• Exercise objective:
Please copy out the lines below exactly, from the start of the records through the line containing "[(249, 167), (231, 167), (230, 169), (233, 171), (248, 171)]".

(Dataset records)
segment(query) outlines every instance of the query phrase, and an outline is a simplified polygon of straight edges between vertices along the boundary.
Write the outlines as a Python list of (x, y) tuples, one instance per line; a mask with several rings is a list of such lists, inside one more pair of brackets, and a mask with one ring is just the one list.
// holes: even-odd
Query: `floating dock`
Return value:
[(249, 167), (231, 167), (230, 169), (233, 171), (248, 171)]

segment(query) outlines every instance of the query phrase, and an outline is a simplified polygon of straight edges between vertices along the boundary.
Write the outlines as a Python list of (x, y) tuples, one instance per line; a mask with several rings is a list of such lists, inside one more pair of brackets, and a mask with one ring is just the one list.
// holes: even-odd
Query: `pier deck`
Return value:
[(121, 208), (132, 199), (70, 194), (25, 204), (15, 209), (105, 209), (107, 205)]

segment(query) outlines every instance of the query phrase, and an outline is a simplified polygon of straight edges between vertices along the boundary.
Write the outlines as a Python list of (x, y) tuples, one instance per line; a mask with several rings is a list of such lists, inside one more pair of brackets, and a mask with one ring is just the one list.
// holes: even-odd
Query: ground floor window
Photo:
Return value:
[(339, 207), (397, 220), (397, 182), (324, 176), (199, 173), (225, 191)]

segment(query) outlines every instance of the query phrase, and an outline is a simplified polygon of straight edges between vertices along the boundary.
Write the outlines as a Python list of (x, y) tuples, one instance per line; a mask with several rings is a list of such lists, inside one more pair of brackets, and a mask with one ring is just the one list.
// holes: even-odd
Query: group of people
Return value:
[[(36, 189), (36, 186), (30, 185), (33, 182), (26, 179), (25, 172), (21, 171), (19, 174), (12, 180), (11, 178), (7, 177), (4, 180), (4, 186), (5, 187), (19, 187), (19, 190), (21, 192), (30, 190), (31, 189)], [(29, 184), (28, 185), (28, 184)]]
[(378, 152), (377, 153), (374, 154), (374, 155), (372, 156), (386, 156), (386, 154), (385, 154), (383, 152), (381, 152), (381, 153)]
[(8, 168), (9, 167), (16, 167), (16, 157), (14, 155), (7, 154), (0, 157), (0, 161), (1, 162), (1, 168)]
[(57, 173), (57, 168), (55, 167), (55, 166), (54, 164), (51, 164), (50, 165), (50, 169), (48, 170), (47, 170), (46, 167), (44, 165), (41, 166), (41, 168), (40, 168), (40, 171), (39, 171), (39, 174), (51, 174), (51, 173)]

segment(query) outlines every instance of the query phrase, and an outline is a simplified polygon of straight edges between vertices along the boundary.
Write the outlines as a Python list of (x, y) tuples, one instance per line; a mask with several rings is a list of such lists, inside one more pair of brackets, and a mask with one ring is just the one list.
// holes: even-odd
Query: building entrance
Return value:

• Result of the exercise:
segment(query) outlines every instance of the query phrase, and an outline is a simplified polygon of straight edges between vertices along the boundary.
Write the outlines as a Python list of (x, y) tuples, one instance per line; a mask with several rings is a list of such lists, inside one more pair of brackets, and a mask with one ring is just the one list.
// holes: even-odd
Query: `floating dock`
Return value:
[(249, 167), (231, 167), (230, 169), (233, 171), (248, 171)]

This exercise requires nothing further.